◆ **STORED RECORDS**
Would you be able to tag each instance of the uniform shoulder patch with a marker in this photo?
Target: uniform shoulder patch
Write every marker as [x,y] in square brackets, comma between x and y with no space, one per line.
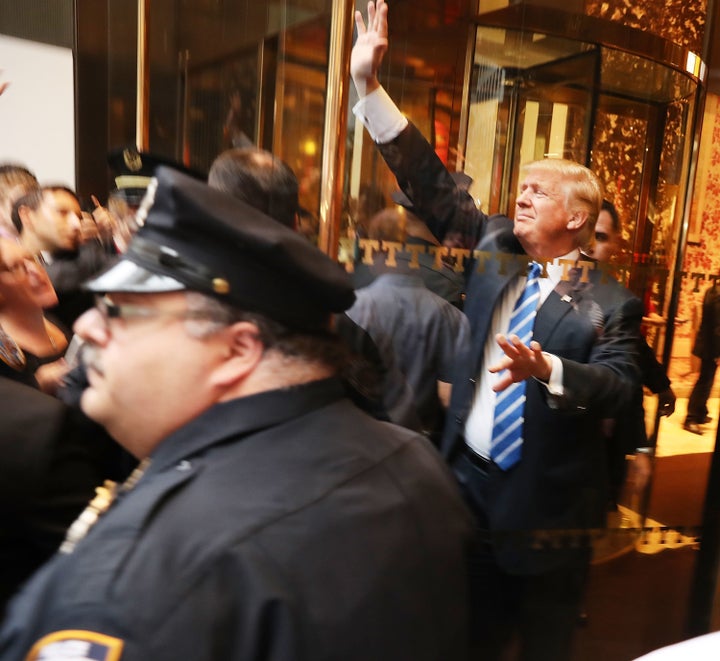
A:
[76,645]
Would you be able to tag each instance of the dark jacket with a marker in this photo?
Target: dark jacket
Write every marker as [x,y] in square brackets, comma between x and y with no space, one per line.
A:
[50,464]
[593,327]
[707,340]
[287,525]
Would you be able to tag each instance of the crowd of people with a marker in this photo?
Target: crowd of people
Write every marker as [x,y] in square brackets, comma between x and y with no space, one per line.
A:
[219,445]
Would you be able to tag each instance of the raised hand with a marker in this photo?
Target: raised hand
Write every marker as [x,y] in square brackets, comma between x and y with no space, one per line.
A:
[521,362]
[370,46]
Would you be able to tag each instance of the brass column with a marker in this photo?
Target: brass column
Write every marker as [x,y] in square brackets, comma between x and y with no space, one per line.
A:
[142,113]
[333,153]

◆ **TASK**
Copy out, without any change, the lines from the one containing "Would you be able to tag each instance of the brass" through the final line of the rows, including both.

◆ **REPLY TO THE EXERCISE**
Would you be able to tag each instance of the brass column with a marker in this photo?
Target: brass column
Write every marker as [x,y] in square brackets, comma between x and y with no space, one per line.
A:
[142,113]
[333,153]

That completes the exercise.